Exercise: Give everything from the line containing "Outline any tree foliage you see." down to the line containing "146, 85, 151, 94", both included, as a numbered list with blank lines left out.
[START Data shown]
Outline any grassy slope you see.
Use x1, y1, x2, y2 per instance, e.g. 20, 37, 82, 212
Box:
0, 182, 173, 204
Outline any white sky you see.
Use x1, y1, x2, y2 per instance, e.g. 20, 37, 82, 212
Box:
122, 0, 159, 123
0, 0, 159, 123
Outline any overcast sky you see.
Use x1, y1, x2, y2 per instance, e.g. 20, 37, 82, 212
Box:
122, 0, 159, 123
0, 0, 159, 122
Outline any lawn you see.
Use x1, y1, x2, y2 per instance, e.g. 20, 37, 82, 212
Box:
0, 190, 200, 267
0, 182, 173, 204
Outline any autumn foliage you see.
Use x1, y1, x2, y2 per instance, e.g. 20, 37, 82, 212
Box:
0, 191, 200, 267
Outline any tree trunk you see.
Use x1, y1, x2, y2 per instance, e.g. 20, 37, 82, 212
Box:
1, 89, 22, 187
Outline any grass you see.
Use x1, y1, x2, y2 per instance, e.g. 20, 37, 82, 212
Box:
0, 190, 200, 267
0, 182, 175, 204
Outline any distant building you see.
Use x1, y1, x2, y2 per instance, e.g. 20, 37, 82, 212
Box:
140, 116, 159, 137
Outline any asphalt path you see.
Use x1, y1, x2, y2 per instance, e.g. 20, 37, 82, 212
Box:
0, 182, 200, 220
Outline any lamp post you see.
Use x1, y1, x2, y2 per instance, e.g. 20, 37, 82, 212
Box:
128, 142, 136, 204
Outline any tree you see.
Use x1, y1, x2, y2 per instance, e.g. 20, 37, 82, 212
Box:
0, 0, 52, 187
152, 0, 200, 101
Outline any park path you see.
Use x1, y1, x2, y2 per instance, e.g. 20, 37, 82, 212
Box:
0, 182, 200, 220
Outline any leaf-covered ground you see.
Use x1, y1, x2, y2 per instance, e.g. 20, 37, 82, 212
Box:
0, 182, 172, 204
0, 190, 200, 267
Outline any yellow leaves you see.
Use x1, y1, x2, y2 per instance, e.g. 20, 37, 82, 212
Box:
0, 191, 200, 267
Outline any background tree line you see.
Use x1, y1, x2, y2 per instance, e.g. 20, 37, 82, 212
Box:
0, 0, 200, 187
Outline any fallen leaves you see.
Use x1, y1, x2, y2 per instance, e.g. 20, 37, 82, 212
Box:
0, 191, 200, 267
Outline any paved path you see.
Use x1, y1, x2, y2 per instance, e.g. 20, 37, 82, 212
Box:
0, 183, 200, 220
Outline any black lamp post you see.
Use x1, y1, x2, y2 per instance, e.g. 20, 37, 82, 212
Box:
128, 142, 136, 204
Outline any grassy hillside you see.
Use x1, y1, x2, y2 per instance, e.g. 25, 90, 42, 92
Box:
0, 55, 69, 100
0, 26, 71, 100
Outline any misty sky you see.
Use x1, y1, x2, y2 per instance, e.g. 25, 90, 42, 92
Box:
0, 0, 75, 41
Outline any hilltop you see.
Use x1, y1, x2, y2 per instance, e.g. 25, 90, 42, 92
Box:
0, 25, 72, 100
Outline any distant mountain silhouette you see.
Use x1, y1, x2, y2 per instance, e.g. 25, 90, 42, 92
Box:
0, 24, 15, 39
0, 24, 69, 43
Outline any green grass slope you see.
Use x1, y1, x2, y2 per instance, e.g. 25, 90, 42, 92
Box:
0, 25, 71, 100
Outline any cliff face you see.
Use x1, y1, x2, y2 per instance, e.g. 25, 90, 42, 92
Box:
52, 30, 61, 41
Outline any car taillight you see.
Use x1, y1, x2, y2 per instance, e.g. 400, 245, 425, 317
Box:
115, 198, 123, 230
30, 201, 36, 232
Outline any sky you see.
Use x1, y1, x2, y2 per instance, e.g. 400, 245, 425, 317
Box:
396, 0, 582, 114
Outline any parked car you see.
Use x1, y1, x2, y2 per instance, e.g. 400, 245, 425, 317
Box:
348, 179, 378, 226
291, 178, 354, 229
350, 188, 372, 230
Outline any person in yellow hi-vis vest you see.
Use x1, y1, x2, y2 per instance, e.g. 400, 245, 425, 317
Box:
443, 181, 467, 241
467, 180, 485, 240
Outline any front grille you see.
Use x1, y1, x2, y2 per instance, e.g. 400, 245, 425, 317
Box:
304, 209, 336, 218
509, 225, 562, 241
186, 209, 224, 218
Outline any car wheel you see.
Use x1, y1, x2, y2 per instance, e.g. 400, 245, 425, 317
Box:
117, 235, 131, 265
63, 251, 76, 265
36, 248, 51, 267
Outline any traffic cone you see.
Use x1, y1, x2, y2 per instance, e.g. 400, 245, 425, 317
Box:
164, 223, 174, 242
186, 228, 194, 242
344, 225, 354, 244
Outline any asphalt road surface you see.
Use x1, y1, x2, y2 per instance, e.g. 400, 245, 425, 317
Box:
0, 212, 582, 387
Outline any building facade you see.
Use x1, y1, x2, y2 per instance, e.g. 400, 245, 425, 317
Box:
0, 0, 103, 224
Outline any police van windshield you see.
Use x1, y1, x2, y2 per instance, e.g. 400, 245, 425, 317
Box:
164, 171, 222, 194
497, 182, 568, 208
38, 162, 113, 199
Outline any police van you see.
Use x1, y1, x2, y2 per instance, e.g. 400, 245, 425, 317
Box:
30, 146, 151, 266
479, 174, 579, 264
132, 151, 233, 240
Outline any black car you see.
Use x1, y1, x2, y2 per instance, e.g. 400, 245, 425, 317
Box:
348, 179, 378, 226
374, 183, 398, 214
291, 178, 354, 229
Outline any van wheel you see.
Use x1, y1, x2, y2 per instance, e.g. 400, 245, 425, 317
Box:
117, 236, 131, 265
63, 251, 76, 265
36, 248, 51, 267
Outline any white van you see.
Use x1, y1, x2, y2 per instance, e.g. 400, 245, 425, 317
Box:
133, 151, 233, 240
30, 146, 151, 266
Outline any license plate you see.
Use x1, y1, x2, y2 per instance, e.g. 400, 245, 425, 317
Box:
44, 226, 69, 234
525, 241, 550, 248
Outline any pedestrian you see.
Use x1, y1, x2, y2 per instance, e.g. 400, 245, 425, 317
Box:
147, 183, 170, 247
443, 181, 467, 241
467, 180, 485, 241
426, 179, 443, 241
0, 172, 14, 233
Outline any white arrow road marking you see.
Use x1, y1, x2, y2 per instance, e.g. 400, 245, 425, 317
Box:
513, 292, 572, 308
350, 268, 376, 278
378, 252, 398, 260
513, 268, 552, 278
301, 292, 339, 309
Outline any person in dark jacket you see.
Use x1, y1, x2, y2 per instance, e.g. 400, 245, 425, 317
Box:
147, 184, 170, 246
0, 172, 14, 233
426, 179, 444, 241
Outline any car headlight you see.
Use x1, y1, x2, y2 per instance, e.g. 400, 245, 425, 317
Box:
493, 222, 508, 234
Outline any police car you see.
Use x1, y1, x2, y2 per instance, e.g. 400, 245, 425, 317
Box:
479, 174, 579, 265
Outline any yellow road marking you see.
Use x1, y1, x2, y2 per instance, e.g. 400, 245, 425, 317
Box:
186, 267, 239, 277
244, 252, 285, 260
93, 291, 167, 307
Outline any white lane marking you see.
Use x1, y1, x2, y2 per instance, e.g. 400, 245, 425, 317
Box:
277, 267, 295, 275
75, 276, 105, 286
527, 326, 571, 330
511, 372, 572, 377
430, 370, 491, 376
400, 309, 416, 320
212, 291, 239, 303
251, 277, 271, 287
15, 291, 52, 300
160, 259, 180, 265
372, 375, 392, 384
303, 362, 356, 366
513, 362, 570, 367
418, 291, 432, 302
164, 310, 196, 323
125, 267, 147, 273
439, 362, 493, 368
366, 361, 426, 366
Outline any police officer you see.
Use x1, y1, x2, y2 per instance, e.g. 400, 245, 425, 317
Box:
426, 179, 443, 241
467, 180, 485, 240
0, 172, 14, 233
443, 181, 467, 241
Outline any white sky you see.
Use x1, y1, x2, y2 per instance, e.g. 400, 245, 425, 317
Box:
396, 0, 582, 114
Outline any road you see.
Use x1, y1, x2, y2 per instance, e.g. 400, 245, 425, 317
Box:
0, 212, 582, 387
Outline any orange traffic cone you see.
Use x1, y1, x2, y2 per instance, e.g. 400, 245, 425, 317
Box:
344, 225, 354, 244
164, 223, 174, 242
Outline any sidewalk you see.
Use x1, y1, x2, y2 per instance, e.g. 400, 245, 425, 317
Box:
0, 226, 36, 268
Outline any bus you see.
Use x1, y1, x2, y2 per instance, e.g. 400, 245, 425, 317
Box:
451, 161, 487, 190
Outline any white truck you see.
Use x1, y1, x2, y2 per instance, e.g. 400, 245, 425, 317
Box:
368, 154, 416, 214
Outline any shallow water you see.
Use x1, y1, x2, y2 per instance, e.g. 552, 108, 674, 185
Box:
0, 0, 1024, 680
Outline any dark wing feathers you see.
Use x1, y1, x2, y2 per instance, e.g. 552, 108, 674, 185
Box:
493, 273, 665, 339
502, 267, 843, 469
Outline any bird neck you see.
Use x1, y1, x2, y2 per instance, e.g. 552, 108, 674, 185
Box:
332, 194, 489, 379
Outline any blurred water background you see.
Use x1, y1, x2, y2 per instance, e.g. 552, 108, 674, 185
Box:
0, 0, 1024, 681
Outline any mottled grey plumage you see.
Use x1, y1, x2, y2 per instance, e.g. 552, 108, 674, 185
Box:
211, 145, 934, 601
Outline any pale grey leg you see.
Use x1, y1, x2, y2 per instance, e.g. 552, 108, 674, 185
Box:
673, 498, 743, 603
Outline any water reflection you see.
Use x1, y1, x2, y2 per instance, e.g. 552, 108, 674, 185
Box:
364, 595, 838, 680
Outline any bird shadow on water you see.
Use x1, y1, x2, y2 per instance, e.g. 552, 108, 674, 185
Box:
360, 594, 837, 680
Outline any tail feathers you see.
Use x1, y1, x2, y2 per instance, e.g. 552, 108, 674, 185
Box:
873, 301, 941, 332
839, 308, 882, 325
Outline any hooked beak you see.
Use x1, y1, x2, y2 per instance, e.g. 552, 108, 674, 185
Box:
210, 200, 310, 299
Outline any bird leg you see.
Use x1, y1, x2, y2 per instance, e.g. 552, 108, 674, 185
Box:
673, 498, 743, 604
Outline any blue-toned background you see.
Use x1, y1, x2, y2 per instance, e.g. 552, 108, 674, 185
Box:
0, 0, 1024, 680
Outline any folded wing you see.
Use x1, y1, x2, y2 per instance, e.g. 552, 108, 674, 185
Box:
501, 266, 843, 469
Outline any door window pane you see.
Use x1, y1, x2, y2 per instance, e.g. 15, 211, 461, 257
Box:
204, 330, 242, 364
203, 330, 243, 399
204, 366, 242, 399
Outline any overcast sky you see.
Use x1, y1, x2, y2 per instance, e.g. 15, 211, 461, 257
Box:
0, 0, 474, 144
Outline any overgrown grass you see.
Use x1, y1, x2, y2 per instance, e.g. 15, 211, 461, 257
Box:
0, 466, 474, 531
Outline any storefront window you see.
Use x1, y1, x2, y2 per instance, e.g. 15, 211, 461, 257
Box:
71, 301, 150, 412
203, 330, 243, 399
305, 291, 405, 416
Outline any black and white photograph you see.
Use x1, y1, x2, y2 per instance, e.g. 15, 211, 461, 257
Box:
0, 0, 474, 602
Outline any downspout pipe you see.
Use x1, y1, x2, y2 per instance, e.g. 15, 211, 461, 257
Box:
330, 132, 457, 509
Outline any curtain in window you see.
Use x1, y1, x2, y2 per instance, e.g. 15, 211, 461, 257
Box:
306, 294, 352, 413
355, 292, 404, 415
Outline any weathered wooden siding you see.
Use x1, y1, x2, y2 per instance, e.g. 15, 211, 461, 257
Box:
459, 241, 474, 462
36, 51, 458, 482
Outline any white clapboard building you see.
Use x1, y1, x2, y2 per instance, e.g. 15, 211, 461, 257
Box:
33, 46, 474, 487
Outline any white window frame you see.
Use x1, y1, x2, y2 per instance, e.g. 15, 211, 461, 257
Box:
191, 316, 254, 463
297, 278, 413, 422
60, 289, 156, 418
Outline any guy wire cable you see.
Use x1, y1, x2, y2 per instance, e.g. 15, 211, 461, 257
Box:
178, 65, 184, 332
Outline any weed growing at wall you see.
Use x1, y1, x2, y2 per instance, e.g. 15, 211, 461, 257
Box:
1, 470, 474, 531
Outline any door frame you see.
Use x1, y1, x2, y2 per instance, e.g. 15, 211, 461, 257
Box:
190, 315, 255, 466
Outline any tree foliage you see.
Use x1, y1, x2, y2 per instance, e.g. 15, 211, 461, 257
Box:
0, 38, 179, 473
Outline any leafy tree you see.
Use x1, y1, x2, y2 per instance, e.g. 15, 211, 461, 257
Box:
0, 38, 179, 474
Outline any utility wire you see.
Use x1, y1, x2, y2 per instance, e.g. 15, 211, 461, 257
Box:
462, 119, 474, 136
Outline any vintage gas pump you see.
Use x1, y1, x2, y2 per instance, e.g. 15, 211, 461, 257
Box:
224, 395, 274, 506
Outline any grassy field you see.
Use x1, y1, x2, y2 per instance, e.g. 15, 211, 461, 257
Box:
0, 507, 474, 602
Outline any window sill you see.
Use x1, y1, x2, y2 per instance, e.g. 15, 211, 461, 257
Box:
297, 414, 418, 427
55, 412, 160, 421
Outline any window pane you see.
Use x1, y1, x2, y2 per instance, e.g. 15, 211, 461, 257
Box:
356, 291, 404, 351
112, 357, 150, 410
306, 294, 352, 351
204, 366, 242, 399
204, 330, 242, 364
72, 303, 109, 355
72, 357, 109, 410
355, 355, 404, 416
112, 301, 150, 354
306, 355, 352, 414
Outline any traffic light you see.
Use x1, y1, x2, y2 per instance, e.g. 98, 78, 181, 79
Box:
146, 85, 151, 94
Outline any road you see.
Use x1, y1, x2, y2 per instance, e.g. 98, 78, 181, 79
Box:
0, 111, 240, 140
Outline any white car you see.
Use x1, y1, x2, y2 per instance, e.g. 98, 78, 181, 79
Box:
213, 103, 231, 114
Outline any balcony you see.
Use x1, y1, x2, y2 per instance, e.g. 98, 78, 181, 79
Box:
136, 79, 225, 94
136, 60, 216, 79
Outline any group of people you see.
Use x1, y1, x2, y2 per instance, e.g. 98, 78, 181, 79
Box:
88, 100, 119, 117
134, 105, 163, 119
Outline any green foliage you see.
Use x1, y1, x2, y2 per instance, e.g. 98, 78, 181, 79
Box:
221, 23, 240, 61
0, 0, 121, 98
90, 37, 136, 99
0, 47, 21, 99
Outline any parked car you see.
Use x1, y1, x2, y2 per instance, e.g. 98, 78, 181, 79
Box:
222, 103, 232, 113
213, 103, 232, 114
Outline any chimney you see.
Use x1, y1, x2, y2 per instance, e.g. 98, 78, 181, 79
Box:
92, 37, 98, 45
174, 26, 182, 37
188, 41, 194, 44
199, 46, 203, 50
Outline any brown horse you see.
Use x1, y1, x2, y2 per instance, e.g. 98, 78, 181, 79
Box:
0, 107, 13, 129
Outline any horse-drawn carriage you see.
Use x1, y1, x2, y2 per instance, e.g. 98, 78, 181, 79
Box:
[END Data shown]
Solution below:
1. Outline any tree foliage you see.
2. Use x1, y1, x2, y2 per instance, e.g. 15, 211, 461, 257
3. Box:
4. 0, 38, 179, 473
5. Outline any leafy tree you see.
6. Use x1, y1, x2, y2 per instance, e.g. 15, 211, 461, 257
7. Box:
8. 0, 38, 179, 474
9. Outline any utility wire you see.
10. Use x1, y1, x2, y2 per instance, e.g. 15, 211, 461, 257
11. Box:
12. 462, 119, 474, 136
13. Outline any vintage gas pump you see.
14. Use x1, y1, x2, y2 per instance, e.g. 15, 211, 461, 257
15. Box:
16. 224, 395, 274, 506
17. Outline any grassy field you see.
18. Use x1, y1, x2, y2 per instance, e.g. 15, 211, 461, 257
19. Box:
20. 0, 507, 474, 602
21. Outline any window sill you see.
22. Use x1, y1, x2, y2 per instance, e.g. 15, 211, 461, 257
23. Box:
24. 297, 414, 418, 427
25. 55, 412, 160, 421
26. Outline any window pane you see.
27. Use x1, y1, x2, y2 per instance, e.g. 15, 211, 461, 257
28. Box:
29. 356, 291, 404, 351
30. 112, 357, 150, 410
31. 306, 294, 352, 351
32. 204, 366, 242, 399
33. 204, 330, 242, 364
34. 72, 303, 109, 355
35. 72, 357, 109, 410
36. 355, 355, 404, 416
37. 112, 301, 150, 354
38. 306, 355, 352, 414
39. Outline any traffic light you see.
40. Use x1, y1, x2, y2 per instance, e.g. 98, 78, 181, 79
41. Box:
42. 146, 85, 151, 94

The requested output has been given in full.